Records from a data source:
- - - - -
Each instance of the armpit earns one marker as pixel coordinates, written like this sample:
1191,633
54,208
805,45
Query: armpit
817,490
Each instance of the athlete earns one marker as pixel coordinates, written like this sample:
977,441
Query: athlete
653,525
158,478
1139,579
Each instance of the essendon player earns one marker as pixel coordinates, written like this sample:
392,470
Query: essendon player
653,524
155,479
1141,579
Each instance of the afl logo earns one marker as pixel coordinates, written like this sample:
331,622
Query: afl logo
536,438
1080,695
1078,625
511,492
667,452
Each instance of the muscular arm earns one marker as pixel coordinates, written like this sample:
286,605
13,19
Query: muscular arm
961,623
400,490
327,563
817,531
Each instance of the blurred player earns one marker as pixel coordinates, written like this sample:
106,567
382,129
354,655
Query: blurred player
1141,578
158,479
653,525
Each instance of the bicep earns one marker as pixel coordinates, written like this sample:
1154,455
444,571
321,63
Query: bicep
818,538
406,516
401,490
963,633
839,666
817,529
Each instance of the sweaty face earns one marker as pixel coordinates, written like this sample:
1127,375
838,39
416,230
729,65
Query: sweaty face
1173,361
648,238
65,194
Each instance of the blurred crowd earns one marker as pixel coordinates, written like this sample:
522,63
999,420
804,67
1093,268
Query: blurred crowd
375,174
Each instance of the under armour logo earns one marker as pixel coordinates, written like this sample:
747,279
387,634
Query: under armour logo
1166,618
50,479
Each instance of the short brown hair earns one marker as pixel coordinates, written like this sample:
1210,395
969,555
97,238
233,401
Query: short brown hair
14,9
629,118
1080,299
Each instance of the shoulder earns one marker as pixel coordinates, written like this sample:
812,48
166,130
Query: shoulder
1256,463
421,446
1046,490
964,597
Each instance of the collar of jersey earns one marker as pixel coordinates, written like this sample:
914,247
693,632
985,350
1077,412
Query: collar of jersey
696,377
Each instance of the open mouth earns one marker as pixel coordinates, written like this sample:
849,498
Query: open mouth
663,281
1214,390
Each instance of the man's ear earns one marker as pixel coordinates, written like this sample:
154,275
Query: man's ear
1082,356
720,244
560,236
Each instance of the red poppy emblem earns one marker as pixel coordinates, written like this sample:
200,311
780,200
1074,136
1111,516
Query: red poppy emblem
- - - - -
:: YOUR TASK ::
Each line above is to be repeated exactly.

:: SOLUTION FOR THIS EXERCISE ::
Each instance of the armpit earns one marker as pixel coordinates, written like this sample:
1191,633
54,208
805,45
Query: armpit
817,490
Each instance of the athlete earns one marker as pixel coordinates, written like this sample:
977,441
Query: athlete
653,525
158,478
1139,579
Each instance of the essendon player earns one marker as pixel coordinates, written like this sample:
392,470
Query: essendon player
653,524
155,479
1141,579
Each instance of the afl logo earns one marker as pixel coordinates, written like this sample:
331,622
Query: afl logo
536,438
1080,695
1078,625
511,492
667,452
Each instance of the muscular arm earns one marker as pixel coordinates, written like this sample:
286,605
13,19
Query: muscular arm
961,623
400,490
327,563
817,531
Each instance of the blurred player earns one marker as pixel coordinates, written like this sample:
106,567
382,129
354,655
Query: blurred player
1141,578
158,479
653,525
Each instance of the bicep earns one marker as pixel coordinates, written like this sample:
1154,455
444,571
321,63
Query: bicep
818,538
406,516
401,490
963,633
839,666
817,529
Each instance of the sweaty face earns one marker as pixel coordinates, written like this sample:
1127,375
838,39
416,230
729,65
Query: sweaty face
1173,361
648,238
65,194
Each instance of the blurred crowd earns one marker as pixel coordinates, written like this sample:
522,63
999,420
804,67
1093,268
Query: blurred crowd
375,174
Each instance of the under armour logo earns one marker as pixel coordinates, written like this sample:
747,279
387,634
Query: under armour logo
1166,618
50,479
Each instance of the short brown hair earns one marker as pixel coordinates, written like this sample:
1210,395
969,555
97,238
233,401
Query: short brown hair
14,9
629,118
1080,299
Each instance of the shoulder earns one marker as pixel coordinates, written like this sample:
812,48
166,130
Query: shoulder
1256,463
421,446
1046,490
964,597
Each instance of the collar of jersey earns one marker as pixel coordinates, written like this sample:
914,247
693,632
985,350
1077,412
Query: collar of jersey
696,377
Each instance of the open mouth earns one marker as pixel coordinates, written like this sample:
849,498
Query: open mouth
663,281
1214,390
Each instance of the man's ear earns one marker as pixel coordinates, written like this sample:
154,275
Query: man's ear
1082,356
720,244
560,236
Each instance of the red poppy emblem earns one marker as pixel coordinates, written like this sample:
200,311
780,200
1074,136
1111,516
Query: red poppy emblem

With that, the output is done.